■ **Exercise**
Output nothing but the lines from the line with "A point marks every instance of the aerial" through the end of the listing below, both ends included.

(Records)
********************

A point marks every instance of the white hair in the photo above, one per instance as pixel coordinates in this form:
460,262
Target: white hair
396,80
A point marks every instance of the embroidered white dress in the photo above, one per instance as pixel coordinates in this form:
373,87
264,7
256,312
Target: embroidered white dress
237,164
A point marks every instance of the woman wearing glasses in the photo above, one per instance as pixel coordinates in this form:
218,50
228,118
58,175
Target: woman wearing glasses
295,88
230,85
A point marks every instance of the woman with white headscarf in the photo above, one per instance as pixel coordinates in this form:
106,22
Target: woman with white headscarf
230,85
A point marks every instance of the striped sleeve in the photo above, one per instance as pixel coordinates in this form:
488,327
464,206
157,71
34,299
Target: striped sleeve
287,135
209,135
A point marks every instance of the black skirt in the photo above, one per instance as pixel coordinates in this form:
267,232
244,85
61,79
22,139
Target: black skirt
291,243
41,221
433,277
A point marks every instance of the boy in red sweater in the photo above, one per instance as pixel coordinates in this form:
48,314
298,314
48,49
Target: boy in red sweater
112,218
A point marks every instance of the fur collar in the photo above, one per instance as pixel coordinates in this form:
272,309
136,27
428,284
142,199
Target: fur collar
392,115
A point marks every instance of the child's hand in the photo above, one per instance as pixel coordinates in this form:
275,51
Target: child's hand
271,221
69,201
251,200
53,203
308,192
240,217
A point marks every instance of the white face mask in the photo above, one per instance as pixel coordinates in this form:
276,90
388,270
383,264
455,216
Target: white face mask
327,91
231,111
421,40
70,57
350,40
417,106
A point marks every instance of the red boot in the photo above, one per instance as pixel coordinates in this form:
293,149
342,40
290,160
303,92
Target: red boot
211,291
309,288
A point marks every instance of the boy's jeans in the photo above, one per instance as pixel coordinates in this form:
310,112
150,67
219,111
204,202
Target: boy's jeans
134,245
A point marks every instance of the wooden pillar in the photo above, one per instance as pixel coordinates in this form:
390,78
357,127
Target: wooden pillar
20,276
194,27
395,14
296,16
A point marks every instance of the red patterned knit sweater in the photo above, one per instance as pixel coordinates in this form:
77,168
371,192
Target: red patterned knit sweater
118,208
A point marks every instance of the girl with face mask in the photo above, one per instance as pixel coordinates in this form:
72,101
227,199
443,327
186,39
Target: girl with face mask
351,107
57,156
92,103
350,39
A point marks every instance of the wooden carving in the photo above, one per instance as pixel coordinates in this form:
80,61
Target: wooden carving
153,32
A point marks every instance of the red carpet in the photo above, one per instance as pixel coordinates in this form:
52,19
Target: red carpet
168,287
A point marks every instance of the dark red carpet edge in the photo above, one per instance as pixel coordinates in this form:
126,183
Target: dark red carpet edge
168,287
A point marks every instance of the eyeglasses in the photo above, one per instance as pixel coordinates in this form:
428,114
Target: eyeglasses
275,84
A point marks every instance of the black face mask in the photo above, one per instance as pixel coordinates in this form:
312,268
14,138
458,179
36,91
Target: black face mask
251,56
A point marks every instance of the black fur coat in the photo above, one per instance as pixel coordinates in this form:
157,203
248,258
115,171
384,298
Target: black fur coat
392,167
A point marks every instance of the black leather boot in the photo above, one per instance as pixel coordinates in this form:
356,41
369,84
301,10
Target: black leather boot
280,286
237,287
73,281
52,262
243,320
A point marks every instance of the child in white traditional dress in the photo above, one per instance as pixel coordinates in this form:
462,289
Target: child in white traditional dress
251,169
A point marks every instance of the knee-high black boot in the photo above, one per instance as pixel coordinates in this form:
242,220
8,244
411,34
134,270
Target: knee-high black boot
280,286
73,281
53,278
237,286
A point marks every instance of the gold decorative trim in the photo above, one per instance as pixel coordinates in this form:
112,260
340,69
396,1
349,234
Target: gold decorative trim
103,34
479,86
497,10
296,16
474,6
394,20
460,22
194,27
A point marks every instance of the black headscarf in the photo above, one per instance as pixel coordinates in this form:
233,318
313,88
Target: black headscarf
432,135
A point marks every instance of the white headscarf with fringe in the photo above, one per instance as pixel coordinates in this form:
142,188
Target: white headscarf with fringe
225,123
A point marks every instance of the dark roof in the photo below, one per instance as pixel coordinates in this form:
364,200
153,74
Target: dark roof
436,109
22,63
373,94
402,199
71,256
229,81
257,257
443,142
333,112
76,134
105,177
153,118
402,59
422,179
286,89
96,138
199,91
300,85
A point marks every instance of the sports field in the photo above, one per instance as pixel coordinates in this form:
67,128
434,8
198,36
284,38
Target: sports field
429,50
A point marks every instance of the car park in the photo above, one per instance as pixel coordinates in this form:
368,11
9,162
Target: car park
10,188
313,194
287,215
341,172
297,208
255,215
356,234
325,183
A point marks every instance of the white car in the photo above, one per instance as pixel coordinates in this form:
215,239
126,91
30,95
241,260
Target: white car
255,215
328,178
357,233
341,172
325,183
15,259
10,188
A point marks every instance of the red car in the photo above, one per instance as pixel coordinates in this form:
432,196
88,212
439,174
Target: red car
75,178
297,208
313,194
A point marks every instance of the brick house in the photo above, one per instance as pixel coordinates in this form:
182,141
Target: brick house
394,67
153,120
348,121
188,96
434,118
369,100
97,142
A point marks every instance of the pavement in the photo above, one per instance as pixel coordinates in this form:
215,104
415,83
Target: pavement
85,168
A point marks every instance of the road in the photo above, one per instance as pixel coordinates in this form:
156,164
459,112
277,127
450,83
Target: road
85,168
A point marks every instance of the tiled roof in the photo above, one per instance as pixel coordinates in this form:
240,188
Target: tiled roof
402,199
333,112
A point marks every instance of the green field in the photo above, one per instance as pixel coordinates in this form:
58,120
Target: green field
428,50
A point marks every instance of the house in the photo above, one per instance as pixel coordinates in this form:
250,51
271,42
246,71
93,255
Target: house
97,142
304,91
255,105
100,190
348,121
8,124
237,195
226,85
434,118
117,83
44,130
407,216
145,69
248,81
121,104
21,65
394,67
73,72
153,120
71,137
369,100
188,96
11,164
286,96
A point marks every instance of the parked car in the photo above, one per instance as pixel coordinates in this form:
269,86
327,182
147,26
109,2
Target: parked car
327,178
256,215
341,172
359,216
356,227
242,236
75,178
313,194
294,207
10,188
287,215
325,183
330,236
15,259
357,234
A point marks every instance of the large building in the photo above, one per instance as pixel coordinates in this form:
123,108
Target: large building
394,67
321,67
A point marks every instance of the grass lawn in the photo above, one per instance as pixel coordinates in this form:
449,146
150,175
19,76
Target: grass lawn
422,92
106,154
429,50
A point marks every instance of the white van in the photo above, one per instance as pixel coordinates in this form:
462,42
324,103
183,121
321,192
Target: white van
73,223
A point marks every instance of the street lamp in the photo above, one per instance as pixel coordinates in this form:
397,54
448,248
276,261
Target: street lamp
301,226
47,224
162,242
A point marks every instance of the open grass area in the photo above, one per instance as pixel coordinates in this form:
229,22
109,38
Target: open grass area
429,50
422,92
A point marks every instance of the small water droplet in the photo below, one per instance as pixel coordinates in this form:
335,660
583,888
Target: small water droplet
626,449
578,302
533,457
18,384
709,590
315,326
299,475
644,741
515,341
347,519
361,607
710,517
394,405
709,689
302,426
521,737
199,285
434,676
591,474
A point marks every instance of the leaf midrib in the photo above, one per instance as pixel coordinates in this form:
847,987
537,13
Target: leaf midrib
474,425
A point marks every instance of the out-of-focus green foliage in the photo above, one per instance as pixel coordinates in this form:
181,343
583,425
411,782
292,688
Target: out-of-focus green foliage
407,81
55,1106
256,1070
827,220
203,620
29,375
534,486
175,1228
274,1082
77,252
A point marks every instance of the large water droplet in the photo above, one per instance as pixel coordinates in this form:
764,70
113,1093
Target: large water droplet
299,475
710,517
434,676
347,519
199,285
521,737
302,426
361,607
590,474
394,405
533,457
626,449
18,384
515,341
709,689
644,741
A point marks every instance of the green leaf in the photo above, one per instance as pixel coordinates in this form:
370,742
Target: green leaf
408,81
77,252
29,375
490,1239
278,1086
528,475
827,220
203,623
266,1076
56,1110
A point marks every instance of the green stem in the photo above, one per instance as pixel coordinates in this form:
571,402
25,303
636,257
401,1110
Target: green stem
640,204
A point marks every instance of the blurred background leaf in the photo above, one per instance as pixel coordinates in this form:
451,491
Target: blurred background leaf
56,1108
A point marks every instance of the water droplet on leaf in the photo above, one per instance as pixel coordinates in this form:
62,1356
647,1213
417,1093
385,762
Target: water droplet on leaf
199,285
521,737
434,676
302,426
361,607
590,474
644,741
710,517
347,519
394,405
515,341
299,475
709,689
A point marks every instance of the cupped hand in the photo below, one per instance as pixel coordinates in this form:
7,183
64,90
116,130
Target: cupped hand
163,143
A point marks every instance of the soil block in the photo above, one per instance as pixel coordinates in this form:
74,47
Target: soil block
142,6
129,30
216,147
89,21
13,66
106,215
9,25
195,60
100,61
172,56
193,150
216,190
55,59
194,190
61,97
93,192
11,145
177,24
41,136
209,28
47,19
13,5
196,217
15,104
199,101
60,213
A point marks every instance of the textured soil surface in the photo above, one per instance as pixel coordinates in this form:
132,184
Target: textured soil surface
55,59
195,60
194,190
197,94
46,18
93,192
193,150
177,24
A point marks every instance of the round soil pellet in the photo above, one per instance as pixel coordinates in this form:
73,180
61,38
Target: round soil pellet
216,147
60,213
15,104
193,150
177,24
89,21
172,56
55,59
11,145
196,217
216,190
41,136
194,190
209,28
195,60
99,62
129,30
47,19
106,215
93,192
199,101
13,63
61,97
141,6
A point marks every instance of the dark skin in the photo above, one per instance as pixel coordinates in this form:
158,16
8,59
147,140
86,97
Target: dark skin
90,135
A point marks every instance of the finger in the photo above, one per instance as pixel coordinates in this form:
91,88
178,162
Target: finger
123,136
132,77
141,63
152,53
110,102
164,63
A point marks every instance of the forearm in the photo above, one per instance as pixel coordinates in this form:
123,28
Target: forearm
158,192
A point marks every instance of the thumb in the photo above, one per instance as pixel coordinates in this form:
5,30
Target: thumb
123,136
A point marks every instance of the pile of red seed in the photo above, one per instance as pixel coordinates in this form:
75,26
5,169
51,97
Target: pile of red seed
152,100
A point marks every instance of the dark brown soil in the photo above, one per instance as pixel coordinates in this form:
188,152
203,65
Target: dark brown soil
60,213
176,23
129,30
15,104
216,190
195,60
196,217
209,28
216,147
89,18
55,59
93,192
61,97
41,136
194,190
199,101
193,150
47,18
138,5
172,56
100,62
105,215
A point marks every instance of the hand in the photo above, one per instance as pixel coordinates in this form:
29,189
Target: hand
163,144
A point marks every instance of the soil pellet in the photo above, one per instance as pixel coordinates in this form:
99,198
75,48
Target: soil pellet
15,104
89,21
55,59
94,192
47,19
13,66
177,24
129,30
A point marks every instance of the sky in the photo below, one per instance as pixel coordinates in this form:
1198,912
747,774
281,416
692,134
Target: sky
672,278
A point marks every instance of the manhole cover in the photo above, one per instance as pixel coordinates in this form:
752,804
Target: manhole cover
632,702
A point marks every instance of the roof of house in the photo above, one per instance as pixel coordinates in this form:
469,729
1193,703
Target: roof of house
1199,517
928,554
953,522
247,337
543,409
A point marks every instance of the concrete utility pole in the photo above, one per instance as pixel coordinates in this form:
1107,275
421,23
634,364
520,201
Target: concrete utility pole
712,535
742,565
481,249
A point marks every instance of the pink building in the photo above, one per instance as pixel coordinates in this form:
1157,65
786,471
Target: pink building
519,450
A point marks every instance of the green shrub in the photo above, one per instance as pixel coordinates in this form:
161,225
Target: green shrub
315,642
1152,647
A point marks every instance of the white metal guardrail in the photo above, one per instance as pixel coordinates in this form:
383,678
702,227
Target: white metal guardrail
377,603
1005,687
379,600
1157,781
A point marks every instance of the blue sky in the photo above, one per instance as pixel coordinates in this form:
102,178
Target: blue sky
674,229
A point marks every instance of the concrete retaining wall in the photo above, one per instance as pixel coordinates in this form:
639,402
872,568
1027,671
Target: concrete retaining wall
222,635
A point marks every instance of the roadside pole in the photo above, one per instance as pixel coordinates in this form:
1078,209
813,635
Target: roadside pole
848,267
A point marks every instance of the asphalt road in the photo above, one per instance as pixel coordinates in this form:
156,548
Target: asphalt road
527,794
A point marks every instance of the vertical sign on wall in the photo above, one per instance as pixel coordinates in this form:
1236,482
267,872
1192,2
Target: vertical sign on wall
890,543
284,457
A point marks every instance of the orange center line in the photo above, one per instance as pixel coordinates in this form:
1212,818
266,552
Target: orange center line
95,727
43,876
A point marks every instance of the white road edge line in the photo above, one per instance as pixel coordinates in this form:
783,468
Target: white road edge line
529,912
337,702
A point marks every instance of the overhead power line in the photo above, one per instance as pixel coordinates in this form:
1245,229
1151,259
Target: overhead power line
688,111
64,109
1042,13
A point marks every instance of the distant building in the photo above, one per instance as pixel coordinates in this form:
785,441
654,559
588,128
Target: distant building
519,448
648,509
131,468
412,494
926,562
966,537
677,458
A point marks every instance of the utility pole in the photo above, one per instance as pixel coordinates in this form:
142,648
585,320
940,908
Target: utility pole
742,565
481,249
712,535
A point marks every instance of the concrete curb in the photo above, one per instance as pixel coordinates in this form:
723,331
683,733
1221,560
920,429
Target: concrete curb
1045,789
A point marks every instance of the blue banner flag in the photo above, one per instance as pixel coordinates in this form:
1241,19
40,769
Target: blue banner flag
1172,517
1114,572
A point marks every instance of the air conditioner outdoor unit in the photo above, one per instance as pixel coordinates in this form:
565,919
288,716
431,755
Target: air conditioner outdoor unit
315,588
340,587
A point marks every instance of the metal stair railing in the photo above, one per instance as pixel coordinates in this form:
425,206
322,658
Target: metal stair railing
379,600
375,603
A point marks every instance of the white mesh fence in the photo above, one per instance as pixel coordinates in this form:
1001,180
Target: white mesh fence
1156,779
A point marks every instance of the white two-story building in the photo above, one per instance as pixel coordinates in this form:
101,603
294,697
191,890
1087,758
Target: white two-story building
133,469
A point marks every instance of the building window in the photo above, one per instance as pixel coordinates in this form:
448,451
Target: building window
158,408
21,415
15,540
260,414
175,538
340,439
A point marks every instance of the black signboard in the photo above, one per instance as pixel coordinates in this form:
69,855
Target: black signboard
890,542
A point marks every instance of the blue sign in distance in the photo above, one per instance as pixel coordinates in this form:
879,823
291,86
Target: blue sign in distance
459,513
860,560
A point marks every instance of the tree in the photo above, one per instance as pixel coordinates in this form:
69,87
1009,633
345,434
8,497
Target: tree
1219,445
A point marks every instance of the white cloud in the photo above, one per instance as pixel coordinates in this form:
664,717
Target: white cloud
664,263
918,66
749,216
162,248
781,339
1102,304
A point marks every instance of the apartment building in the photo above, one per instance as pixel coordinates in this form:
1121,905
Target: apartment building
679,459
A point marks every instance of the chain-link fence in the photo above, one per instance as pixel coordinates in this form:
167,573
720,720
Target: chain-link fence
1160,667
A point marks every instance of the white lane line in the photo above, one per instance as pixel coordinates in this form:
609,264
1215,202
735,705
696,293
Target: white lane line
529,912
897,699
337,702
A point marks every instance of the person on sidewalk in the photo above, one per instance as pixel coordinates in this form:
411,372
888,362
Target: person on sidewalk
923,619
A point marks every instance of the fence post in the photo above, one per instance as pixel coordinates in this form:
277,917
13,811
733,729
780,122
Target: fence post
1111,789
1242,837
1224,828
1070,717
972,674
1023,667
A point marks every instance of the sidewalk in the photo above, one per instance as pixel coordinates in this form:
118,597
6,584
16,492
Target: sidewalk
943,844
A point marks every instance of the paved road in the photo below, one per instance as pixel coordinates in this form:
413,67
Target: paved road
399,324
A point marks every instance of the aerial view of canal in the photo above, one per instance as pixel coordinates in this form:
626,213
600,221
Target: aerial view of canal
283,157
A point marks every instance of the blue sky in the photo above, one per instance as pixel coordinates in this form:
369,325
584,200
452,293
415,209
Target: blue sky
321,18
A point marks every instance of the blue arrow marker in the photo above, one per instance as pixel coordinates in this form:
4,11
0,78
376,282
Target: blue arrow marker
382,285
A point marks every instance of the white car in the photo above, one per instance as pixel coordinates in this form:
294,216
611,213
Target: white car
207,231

********************

■ **Response to the exercise**
A point marks every instance of the aerial view of canal in the photo above, one per instance as pixel coordinates in this form:
626,213
600,221
Target: aerial view of canal
283,157
A point marks every instance of the blue sky in the photo above, one per instance as pixel coordinates in this form:
369,325
584,200
452,293
415,209
Target: blue sky
321,18
A point marks every instance of the blue arrow marker in the photo above, one per instance as pixel coordinates in this form:
4,11
0,78
376,282
Target: blue arrow marker
382,285
A point marks every instance of the white car in the photo above, one per instance as pixel coordinates in this form:
294,216
611,213
Target: white car
207,231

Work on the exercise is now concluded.